Task item: Read the records and gather each line that includes "with".
----- Dataset records -----
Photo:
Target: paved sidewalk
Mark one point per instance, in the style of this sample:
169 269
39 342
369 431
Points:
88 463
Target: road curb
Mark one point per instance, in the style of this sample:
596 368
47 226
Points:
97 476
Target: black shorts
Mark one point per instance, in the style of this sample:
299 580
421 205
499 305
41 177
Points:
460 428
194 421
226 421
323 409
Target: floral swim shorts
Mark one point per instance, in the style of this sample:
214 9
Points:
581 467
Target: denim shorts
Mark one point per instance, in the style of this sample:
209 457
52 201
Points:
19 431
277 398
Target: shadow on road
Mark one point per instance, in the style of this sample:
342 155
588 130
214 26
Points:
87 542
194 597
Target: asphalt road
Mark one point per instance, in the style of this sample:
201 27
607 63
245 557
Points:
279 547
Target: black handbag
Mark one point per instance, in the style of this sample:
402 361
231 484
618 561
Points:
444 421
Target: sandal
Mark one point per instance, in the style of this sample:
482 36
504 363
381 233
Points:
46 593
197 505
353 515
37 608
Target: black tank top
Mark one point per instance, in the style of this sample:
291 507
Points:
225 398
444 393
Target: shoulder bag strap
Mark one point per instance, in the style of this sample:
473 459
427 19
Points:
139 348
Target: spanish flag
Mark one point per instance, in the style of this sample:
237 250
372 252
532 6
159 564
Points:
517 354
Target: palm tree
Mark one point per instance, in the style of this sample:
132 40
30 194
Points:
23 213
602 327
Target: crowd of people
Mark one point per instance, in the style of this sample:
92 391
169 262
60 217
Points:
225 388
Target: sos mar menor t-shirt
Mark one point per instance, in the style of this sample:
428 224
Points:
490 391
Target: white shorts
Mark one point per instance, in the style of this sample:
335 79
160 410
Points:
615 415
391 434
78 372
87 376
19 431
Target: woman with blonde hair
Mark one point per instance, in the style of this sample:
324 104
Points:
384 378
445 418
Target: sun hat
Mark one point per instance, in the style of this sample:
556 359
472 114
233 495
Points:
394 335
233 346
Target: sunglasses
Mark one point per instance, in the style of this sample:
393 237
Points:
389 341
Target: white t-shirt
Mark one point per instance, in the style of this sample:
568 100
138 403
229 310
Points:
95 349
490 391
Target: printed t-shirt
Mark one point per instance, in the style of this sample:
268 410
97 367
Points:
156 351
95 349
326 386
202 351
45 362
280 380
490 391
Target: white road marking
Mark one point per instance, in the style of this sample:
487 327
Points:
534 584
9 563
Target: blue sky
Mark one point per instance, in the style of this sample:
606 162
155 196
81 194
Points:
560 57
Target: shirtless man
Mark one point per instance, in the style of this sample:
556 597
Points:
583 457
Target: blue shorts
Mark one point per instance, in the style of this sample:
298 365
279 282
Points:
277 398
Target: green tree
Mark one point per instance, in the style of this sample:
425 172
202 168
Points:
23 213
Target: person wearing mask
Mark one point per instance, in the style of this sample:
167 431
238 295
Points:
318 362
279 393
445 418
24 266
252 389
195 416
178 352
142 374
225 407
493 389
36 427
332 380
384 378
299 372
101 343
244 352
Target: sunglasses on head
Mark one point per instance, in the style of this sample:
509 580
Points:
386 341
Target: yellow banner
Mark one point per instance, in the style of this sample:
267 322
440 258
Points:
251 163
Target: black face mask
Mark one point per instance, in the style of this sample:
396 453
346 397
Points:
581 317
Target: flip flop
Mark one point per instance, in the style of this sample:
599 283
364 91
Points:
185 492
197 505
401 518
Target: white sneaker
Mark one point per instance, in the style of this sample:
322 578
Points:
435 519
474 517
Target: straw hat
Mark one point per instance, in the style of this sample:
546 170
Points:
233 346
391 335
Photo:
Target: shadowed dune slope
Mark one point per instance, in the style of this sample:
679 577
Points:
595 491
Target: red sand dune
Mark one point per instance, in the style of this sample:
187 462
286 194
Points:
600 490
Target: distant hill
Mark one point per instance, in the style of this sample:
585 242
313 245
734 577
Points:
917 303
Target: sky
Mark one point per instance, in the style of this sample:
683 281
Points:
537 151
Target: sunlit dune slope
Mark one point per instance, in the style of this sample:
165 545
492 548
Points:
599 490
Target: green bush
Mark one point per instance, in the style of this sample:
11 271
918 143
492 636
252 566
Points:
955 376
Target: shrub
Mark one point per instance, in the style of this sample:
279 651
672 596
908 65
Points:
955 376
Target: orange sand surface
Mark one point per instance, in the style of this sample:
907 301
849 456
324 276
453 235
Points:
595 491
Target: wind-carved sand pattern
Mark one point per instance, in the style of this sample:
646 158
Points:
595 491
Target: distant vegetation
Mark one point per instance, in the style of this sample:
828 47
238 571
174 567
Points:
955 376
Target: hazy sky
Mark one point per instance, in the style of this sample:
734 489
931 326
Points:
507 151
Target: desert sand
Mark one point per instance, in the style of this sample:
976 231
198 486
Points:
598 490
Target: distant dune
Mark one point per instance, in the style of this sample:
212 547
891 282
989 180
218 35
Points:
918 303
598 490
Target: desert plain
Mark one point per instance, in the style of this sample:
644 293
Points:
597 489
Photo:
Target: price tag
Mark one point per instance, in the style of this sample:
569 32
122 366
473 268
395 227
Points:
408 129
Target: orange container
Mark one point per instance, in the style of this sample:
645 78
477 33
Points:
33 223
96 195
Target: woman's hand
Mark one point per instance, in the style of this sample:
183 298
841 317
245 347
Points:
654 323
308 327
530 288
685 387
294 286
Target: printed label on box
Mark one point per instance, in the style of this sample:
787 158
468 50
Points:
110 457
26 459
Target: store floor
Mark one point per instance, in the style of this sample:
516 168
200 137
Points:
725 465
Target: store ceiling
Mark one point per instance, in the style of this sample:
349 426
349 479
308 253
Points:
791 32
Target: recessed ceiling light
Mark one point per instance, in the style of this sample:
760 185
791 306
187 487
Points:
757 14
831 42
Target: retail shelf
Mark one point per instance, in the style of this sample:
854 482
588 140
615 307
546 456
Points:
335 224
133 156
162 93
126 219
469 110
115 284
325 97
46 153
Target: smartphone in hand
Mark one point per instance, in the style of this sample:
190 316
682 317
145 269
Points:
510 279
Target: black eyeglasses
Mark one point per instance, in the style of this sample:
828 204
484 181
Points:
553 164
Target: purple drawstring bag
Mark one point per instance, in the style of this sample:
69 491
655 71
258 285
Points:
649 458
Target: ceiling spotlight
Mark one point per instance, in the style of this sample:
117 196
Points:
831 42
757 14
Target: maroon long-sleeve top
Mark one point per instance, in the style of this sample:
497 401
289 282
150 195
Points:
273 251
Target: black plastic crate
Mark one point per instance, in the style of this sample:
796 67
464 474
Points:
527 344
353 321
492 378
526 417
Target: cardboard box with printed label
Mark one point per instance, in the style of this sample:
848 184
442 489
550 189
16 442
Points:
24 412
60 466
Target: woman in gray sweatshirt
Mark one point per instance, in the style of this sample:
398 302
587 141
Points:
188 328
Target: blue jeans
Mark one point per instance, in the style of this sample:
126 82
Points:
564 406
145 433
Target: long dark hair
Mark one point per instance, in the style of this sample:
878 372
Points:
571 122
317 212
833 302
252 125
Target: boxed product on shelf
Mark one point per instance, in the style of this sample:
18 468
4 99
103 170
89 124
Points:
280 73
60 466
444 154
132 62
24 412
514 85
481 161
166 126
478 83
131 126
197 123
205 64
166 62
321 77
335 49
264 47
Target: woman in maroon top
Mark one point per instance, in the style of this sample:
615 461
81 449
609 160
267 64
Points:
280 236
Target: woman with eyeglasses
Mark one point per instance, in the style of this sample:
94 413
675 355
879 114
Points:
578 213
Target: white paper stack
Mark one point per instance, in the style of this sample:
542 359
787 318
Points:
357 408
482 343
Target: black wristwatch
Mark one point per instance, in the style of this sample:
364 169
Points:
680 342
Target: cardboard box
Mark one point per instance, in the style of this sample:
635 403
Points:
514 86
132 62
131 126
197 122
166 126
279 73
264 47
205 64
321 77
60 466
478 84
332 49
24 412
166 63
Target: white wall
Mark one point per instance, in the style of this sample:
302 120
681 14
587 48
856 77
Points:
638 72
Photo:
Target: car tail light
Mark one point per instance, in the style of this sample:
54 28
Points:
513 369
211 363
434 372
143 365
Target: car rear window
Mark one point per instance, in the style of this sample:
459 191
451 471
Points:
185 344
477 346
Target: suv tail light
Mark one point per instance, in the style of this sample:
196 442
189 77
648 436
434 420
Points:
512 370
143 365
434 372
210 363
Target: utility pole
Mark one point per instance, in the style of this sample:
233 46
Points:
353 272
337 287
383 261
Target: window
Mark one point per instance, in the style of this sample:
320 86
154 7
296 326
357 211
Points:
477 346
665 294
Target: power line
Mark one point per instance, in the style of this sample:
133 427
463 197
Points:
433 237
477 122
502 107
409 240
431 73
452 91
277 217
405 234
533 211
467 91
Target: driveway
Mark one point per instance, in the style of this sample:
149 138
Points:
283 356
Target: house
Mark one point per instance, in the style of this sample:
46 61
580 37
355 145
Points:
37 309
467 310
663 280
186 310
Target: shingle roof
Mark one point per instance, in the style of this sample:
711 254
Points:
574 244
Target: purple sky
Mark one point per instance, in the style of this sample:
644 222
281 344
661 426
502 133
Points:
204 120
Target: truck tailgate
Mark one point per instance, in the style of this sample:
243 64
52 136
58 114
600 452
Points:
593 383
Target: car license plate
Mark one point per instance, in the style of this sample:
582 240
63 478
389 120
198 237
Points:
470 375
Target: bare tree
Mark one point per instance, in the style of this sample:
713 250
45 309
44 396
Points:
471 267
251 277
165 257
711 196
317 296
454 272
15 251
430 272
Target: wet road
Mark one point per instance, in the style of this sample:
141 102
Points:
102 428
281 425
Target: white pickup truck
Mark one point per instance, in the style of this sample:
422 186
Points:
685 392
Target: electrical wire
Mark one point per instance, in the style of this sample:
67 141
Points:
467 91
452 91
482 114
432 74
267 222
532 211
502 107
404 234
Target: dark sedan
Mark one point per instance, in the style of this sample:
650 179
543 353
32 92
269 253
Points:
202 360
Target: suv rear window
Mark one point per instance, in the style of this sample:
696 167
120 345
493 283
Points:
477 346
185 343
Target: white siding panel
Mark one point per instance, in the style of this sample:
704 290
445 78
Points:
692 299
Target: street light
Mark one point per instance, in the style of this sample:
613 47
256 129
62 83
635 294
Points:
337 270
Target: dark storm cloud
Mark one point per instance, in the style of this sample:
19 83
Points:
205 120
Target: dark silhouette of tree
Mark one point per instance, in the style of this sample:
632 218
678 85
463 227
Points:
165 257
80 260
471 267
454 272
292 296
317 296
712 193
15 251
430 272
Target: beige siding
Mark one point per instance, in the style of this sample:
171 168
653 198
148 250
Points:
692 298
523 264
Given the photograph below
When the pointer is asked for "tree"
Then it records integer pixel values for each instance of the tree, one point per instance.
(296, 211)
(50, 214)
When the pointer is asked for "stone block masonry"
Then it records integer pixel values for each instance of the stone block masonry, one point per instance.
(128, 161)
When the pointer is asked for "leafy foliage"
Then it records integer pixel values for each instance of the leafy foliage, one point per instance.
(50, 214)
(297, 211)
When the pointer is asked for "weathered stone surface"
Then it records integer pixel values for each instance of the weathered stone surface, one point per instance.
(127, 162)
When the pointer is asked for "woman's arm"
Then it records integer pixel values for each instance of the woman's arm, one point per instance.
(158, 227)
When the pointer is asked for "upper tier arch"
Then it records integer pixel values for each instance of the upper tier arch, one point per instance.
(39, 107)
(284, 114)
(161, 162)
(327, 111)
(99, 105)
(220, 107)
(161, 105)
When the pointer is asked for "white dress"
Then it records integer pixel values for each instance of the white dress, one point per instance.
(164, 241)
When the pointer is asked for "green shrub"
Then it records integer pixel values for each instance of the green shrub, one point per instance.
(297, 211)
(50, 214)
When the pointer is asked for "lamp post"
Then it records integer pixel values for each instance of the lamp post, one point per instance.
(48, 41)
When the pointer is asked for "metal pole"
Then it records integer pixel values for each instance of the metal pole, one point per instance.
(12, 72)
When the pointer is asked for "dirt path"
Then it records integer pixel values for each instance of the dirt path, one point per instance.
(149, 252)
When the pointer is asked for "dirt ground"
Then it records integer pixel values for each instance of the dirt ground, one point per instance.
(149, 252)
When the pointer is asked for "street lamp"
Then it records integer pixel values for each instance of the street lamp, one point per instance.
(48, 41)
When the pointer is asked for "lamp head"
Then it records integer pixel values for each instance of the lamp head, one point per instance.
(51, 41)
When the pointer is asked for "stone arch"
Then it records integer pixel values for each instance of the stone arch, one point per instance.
-----
Your solution:
Target: woman with blonde hair
Target: cardboard box with printed label
Target: woman with eyeglasses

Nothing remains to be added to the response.